→ **WHAT THIS EXERCISE ASKS**
a) In the PDM CAN text, rewrite the part starting at "Initial values" and ending at "zero until a matching CAN message is received.", changing "start-up" to "power-up".
b) Using the PDM CAN text, say whether each statement agrees with it: (i) Standard messages are transmitted at 50Hz by default. (ii) Each user defined CAN message can hold up to 8 channels. (iii) A value greater than 255 after division is clamped to 255. Answer yes or no for each and quote the deciding words.

→ **READING TEXT**
################
The PDM treats the received value as an unsigned 16 bit value (i.e. 0 to 65535). If the value after division is greater than 255 then the result value will be clamped to 255.

Examples of the different types of CAN channel extraction are included in the Appendices.

Timeout values
If the CAN message is not received for a period exceeding its timeout period, the corresponding timeout channel will be set to TRUE. Each CAN input channel can be configured to hold its previous value or go to a specific value while the corresponding CAN message is timed out.

Tip: The timeout channel can be used in a condition.

Initial values
If the channel is configured to hold the previous value when the CAN message times out, then the channel will be set to zero on start-up. The channel stays zero until a matching CAN message is received.

If the channel is configured to use a specific value when the CAN message times out, then the channel will be set to this value on start-up. The channel stay at the timeout value until a matching CAN message is received.

The PDM CAN bitrate is user configurable. All devices on the CAN bus must be set to the same speed. Refer to the Operation section for details about CAN bitrate configuration.

CAN Output

The PDM can transmit a set of fixed standard messages, and up to four user defined messages on the CAN bus. CAN messages are configured in CAN Outputs in the Configuration Tree.

The receiving device can use the messages for diagnostic purposes (particularly useful if the values are logged in a logging device), to show an alarm on a display, or to activate a feature in another device depending on the value of a PDM input switch.

CAN Outputs Transmit can be used to control when outgoing messages are transmitted. This affects all CAN messages, including those used by CAN Keypads. CAN Outputs Transmit is configured under Global Setup.

The PDM CAN bitrate is user configurable. All devices on the CAN bus must be set to the same speed. Refer to the Operation section for details about CAN bitrate configuration.

Standard Messages
The fixed message sets that are sent from the PDM are configured in Standard Messages. Message sets can be individually enabled, and a base CAN address is user configurable in the standard or extended address ranges.

Most MoTeC logging devices have CAN communications templates available to receive these messages.

The transmitted CAN messages include Output Voltage, Output Current, Output Load, Output Status, Input State, Internal Temperature, Battery Voltage, Global Error, and Total Current. See CAN Output Messages in the Appendices for details on the CAN messages.

Standard messages are transmitted at 20Hz by default. Lower transmission rates can be selected.

User Defined Messages
Up to four user defined CAN messages to be sent from the PDM can be configured in Message 0 to Message 3.

Up to 8 channels can be included in each CAN message, with one channel per message byte.

The CAN address is user configurable in the standard or extended address ranges.

User defined messages are transmitted at 50Hz by default. Lower transmission rates can be selected.

Functions

Conditions
A condition is a complex logic function that combines several channels to create a new channel. The logic operations include AND, OR, flash and many more.

The new channel, with a value of either TRUE (1) or FALSE (0), can be used to directly control an output or it can be used in another condition.

Counters
A counter generates an integer channel value that can be incremented or decremented on transitions of other logic channels.
################
→ **SOURCE INFORMATION**

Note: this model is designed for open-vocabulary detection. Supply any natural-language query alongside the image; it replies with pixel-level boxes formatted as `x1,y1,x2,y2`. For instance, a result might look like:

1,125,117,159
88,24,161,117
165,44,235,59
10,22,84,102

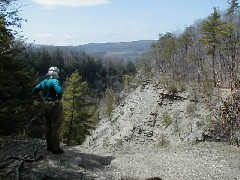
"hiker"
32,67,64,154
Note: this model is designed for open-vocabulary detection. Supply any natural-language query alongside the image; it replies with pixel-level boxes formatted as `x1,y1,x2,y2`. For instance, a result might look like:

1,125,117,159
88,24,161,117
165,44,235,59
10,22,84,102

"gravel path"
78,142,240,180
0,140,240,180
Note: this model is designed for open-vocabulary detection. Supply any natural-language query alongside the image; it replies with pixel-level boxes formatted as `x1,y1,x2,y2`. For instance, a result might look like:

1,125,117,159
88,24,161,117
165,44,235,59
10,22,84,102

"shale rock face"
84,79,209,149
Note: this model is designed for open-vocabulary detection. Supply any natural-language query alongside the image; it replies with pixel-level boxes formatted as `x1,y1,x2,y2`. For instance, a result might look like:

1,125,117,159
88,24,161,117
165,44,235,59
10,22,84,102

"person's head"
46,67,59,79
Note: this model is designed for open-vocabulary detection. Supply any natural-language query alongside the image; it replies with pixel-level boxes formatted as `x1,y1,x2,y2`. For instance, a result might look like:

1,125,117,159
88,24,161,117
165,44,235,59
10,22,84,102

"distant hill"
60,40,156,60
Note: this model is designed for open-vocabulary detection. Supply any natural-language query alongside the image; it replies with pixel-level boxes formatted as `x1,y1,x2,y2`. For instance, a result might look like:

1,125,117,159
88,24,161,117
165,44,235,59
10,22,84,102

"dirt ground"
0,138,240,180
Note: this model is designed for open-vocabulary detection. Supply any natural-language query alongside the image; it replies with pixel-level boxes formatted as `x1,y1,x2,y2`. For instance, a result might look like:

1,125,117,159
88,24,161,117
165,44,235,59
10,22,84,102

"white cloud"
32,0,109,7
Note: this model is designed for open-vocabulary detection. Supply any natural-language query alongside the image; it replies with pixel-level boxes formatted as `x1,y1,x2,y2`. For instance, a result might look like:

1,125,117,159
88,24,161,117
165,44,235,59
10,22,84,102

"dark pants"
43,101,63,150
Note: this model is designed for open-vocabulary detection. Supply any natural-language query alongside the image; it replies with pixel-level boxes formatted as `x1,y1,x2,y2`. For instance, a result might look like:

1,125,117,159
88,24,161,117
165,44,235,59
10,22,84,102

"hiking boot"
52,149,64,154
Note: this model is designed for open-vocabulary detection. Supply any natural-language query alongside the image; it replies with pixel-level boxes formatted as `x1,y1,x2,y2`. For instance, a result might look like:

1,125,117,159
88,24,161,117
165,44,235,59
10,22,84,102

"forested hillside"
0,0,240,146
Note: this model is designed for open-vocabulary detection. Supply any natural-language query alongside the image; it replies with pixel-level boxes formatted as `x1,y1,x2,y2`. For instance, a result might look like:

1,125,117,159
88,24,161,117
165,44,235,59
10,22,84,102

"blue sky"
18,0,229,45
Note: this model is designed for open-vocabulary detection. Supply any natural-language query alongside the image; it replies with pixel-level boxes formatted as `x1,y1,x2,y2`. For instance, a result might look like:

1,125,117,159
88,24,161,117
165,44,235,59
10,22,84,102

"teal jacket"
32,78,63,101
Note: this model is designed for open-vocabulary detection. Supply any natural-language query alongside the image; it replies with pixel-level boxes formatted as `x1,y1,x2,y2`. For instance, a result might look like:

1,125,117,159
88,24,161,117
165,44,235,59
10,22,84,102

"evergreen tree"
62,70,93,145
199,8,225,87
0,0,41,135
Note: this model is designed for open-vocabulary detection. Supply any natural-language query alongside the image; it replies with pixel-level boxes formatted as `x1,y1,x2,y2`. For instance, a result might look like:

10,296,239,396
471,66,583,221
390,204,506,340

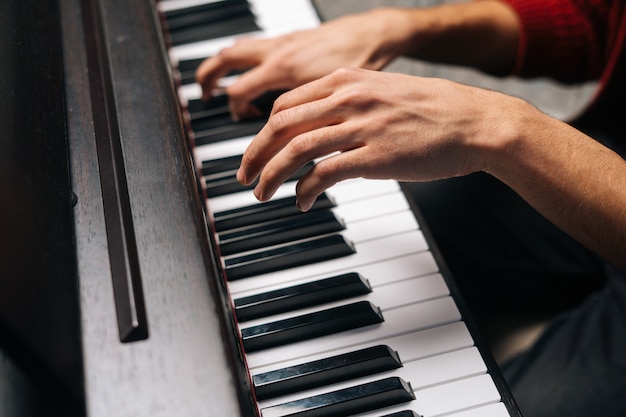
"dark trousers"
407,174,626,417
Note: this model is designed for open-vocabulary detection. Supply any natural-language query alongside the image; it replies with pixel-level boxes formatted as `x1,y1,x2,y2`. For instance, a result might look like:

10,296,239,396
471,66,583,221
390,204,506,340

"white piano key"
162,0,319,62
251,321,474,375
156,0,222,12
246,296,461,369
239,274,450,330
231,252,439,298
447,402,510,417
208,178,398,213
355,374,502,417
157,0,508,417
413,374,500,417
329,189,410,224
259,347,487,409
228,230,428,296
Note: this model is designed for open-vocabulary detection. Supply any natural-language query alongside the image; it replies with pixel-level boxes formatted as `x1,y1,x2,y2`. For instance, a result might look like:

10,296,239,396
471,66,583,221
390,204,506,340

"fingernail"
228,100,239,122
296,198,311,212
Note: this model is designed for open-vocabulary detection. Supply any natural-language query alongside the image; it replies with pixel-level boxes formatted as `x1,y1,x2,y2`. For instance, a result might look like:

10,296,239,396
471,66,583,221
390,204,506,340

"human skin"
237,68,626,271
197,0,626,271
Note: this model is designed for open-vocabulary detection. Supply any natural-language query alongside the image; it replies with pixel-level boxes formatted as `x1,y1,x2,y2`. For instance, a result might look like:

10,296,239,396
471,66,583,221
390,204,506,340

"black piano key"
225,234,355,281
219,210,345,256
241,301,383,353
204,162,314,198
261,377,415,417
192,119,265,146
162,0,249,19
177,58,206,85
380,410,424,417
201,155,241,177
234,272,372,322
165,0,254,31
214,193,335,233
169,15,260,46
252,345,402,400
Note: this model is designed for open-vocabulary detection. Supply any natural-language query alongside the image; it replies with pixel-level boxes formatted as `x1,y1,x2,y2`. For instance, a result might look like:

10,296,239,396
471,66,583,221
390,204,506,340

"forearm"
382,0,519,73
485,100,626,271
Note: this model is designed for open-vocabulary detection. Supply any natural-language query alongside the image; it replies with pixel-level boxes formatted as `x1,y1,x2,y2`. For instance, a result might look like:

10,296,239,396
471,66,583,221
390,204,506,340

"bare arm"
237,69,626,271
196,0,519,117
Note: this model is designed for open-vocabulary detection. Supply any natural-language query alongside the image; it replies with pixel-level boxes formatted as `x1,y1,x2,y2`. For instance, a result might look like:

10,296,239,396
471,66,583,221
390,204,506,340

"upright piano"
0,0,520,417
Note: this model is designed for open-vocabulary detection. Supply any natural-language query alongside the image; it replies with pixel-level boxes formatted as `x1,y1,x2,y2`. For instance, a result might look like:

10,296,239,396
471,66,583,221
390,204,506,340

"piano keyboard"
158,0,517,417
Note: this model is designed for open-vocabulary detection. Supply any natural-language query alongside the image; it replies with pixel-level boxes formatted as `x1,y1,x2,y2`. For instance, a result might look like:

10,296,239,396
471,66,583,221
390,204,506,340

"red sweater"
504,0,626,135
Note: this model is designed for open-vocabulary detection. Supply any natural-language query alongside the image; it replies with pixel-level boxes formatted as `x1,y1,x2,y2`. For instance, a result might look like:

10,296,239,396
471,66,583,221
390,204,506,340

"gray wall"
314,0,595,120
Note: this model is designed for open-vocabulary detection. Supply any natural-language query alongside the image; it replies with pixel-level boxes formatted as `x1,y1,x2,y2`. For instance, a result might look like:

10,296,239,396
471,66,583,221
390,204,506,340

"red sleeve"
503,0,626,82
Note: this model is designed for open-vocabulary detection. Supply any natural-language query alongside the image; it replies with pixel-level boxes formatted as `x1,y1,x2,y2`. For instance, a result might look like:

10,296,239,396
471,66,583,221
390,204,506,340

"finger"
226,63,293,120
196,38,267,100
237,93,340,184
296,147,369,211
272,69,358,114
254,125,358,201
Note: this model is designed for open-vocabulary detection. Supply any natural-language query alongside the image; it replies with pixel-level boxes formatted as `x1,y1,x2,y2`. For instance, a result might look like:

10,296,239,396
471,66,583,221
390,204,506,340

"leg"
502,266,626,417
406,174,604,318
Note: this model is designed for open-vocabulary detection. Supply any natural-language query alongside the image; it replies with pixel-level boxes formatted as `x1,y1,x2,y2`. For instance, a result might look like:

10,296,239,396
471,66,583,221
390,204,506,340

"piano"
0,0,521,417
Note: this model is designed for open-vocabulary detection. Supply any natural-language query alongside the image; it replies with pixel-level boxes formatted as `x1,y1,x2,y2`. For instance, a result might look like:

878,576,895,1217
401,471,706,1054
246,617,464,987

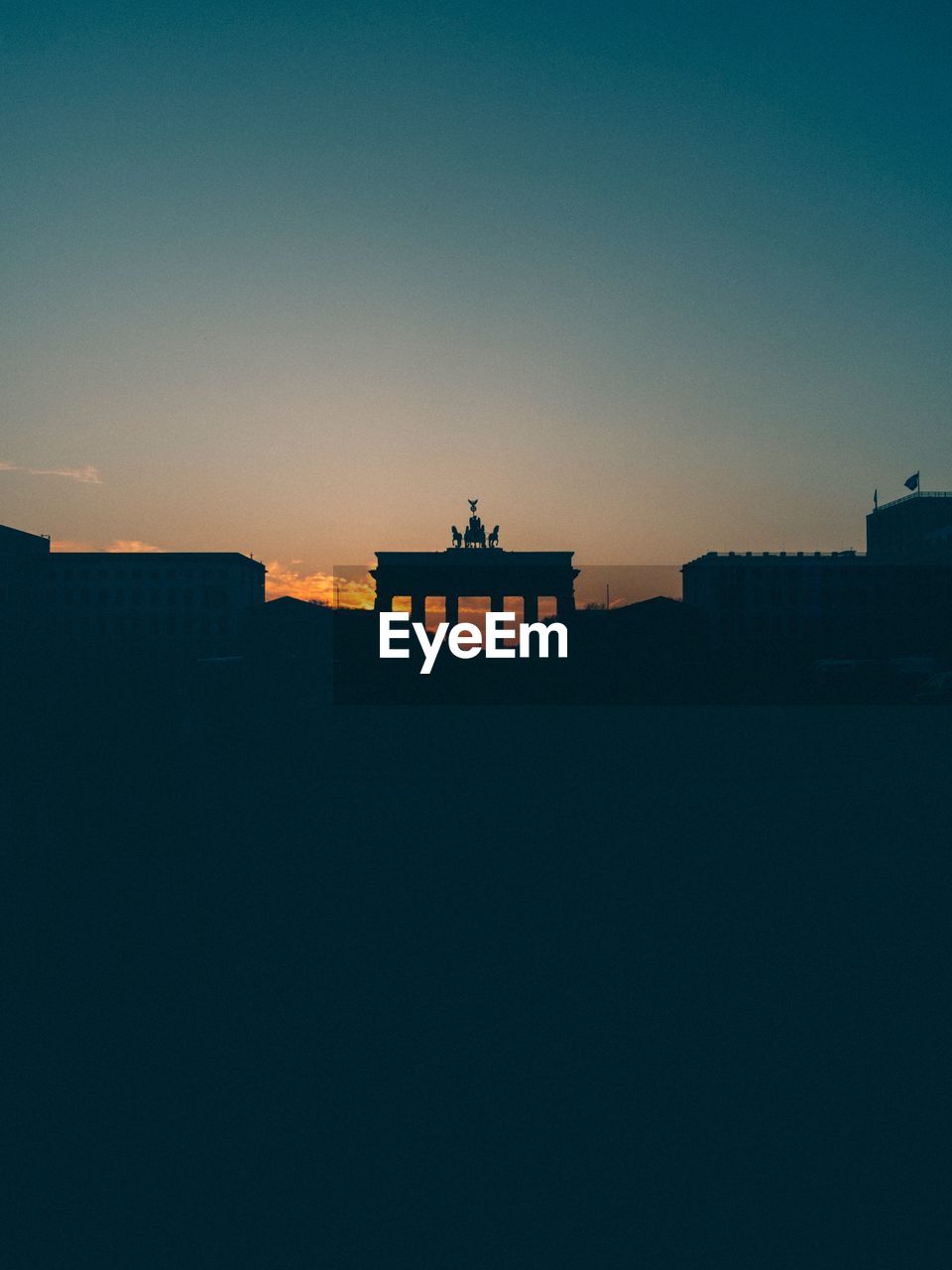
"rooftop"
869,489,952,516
################
→ **ANSWERS TO THE PROBLEMS**
a)
Initial values
If the channel is configured to hold the previous value when the CAN message times out, then the channel will be set to zero on power-up. The channel stays zero until a matching CAN message is received.

b)
(i) No: "Standard messages are transmitted at 20Hz by default."
(ii) Yes: "Up to 8 channels can be included in each CAN message, with one channel per message byte."
(iii) Yes: "If the value after division is greater than 255 then the result value will be clamped to 255."